To be fair, he did say it's concerning if the top income brackets are static, so as long as we shuffle out our feudal lords from time to time, we should be okay.


>it follows that social mobility is pretty much dead. It is a bleak vision.

I have always found the idea of social mobility depressing. It assumes that we will always have a hierarchy, with some people who are powerful and prestigious and others who are poor and always feel inadequate. It assumes that we will always have an underclass but at least people can leave it.


> The real distinction has nothing to do with how pleasant life is but the fundamental stability of society. For nearly all of human history since agriculture there has been a ruling class which survives through the exploitation of the labor class, but for most of the history there was an asymmetric dependance between ruling classes and labor class: ruling classes where absolutely dependent on labor class, but the inverse was not true.

I don't think this is accurate. We are much less likely to suffer famine than they were (also epidemics, despite recent events). We are much less likely to suffer war. We are much less likely to suffer a neighboring warlord taking our stuff, including the food we need for the winter. And so on.

Viewed from a high enough level, the society may have been stable. Stability wasn't really a characteristic of life at the individual or family level, though.

Stated goal 1: Reproduce the part of the discussion of social mobility that begins with "Viewed from a" and continues through "family level, though.".

[Records of coordinate annotations]

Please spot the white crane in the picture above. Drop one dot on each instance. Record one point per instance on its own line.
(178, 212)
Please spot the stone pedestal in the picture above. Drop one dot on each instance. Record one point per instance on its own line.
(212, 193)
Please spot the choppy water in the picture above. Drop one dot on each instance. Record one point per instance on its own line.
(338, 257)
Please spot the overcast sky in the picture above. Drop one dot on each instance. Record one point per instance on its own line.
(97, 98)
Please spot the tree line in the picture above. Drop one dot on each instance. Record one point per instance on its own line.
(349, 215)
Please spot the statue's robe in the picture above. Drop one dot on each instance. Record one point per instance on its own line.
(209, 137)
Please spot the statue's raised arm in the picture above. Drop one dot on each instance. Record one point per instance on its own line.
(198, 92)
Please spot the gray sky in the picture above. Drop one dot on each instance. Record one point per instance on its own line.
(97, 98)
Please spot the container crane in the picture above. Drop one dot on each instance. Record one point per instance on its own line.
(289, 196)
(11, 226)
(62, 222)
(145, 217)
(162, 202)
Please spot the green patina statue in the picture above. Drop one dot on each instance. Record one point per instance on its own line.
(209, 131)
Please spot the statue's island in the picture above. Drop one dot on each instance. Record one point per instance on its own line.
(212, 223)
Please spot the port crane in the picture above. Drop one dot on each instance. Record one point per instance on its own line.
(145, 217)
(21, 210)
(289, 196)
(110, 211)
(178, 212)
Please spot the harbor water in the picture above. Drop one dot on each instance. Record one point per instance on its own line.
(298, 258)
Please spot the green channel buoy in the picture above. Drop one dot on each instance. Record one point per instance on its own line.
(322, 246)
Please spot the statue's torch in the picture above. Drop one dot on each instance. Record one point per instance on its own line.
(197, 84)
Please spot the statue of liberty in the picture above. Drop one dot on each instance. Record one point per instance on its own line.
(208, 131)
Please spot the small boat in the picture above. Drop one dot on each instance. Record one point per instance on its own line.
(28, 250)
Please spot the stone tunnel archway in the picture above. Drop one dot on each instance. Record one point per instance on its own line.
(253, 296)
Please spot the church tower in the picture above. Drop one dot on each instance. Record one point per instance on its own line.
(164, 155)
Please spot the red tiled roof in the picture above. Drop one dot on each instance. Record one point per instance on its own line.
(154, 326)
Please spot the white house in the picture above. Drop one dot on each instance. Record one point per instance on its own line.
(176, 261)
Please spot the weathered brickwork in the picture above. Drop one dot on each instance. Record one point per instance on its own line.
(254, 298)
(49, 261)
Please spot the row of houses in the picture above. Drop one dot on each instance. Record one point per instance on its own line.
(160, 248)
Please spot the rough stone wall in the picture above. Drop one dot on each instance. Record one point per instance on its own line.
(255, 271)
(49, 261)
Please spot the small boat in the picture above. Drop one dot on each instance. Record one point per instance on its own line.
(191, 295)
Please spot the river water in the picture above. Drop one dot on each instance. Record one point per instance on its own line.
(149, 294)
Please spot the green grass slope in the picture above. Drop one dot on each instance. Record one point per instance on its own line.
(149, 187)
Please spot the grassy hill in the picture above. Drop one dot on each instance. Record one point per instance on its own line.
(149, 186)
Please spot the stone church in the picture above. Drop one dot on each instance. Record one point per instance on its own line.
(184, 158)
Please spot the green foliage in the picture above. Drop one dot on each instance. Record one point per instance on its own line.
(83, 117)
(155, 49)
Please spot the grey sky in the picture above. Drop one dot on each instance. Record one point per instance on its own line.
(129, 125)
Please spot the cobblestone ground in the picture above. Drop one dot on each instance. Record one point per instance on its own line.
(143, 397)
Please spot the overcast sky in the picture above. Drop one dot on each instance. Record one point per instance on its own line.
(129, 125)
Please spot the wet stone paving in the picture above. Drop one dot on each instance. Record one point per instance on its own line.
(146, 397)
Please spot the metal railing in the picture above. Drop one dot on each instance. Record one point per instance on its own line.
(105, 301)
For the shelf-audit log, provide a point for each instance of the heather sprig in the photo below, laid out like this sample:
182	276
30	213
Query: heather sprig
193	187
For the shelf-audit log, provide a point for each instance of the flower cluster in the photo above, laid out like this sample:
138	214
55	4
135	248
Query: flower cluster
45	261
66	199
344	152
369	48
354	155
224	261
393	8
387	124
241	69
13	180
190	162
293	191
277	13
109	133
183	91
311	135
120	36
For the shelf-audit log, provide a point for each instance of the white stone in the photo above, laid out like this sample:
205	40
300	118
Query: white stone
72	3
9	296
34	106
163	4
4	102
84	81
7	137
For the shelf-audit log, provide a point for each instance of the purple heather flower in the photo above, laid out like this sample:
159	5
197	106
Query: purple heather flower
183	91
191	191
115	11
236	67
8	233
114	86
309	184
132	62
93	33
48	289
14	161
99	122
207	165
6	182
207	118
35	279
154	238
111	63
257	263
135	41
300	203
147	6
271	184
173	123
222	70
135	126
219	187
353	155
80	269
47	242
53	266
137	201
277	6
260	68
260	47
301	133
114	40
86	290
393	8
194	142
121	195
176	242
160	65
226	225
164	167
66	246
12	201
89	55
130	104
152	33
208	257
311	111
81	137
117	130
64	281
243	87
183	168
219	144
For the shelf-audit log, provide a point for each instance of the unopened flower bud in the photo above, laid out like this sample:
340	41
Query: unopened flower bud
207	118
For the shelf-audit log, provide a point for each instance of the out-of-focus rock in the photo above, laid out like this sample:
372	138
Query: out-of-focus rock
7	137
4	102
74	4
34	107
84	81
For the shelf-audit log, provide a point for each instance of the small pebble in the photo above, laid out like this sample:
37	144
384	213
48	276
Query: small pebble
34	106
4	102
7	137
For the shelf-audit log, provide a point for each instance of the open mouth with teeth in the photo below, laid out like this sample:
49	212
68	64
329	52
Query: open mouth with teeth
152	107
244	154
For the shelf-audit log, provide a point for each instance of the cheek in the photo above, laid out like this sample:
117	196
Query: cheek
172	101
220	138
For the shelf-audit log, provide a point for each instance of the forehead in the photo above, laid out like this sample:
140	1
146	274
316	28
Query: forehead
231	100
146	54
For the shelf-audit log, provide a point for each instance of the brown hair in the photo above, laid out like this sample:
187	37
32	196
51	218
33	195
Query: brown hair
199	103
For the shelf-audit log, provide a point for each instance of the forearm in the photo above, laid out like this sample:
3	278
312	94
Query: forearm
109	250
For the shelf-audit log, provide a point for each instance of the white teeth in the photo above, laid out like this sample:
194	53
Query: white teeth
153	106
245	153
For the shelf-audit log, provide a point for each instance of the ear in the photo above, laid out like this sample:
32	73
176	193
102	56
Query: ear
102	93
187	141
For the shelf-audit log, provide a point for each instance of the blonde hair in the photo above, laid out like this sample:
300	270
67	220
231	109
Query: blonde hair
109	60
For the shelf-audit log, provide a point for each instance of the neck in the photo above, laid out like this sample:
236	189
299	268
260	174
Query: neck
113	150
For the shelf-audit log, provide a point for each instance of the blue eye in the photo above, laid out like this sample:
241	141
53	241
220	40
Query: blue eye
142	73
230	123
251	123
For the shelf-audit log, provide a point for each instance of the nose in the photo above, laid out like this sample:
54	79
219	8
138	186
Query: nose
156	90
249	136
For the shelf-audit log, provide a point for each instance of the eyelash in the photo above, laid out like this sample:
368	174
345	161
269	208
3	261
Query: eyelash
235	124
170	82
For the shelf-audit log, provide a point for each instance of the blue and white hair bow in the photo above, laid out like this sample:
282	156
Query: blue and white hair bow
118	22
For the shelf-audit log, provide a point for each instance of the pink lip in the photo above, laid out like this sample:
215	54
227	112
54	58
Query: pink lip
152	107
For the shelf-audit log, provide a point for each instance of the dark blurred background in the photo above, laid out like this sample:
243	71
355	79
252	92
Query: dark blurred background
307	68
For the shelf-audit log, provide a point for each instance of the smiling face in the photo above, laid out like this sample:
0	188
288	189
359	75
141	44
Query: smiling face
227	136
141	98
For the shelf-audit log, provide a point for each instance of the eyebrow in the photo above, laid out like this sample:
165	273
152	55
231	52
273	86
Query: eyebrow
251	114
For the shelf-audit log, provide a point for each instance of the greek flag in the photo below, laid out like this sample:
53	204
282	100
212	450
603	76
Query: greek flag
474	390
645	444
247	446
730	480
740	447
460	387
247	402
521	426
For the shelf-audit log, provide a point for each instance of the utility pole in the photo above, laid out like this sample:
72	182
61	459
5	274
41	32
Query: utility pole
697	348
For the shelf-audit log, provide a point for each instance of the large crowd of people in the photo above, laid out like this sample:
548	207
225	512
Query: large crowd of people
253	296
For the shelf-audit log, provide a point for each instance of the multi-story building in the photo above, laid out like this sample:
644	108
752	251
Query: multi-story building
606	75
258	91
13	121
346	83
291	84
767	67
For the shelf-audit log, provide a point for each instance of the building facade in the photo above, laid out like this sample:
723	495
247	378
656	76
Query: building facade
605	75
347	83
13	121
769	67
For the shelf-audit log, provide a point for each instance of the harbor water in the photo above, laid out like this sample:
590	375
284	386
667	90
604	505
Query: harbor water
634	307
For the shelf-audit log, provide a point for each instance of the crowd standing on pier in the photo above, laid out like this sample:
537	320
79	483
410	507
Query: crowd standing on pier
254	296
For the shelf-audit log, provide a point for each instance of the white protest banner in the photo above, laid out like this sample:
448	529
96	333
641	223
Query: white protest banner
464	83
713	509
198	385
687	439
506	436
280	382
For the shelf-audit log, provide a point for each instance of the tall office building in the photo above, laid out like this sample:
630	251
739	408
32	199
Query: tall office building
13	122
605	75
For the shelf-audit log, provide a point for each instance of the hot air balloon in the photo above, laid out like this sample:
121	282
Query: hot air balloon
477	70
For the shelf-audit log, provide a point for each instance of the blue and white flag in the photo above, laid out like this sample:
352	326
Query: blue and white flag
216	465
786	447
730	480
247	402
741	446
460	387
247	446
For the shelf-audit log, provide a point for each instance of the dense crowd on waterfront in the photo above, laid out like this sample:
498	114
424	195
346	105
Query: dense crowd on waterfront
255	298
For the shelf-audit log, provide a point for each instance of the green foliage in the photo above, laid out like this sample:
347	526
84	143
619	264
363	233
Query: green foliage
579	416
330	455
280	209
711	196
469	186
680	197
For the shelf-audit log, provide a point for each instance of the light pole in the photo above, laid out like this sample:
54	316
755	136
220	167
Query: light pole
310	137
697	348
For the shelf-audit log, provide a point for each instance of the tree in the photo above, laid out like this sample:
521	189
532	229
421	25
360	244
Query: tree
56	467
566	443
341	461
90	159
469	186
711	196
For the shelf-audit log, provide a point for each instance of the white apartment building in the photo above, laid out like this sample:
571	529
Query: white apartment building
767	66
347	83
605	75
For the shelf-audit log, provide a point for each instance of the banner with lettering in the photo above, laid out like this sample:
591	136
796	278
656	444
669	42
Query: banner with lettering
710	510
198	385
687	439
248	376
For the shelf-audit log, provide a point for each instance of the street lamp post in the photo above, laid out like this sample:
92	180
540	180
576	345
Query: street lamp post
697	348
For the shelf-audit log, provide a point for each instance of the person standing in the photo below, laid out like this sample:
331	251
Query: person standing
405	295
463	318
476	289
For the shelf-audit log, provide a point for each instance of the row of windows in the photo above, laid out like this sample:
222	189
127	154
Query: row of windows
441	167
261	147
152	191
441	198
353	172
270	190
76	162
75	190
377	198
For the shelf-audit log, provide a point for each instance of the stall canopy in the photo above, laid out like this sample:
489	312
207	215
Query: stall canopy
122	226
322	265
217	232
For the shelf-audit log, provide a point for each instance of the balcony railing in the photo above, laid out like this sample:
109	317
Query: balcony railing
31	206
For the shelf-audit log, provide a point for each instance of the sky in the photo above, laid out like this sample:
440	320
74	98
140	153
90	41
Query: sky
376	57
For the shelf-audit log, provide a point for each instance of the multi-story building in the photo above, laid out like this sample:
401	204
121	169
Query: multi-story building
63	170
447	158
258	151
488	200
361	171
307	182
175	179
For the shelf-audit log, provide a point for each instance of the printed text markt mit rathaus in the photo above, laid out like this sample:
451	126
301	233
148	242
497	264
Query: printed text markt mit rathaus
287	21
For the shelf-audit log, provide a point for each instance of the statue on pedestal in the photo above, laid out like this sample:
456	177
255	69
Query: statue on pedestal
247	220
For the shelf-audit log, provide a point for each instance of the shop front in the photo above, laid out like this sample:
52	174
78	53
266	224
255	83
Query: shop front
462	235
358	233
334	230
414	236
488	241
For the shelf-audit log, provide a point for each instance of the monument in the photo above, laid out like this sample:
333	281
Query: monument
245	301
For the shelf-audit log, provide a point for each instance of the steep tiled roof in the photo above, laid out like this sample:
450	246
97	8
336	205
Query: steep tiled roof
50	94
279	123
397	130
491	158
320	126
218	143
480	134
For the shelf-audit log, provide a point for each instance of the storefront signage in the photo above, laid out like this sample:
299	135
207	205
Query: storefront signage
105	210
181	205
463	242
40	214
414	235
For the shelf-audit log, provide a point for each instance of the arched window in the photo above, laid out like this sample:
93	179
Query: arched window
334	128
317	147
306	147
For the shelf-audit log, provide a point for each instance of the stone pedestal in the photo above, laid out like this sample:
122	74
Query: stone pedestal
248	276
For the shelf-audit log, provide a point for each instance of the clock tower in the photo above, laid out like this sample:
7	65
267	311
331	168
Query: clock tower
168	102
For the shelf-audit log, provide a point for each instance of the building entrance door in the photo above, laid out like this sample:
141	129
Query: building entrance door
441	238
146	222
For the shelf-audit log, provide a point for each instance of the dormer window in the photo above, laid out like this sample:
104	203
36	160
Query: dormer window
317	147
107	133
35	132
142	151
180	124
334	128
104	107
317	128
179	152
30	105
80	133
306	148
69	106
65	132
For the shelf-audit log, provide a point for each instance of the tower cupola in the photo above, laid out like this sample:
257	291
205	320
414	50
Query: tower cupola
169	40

Stated goal 2: Extract every line of the entries above that contains the string "brown".

Finished answer 1:
Viewed from a high enough level, the society may have been stable. Stability wasn't really a characteristic of life at the individual or family level, though.

Finished answer 2:
For the shelf-audit log, provide a point for each instance of the brown hair in the photo above, laid out like this sample:
Query: brown hair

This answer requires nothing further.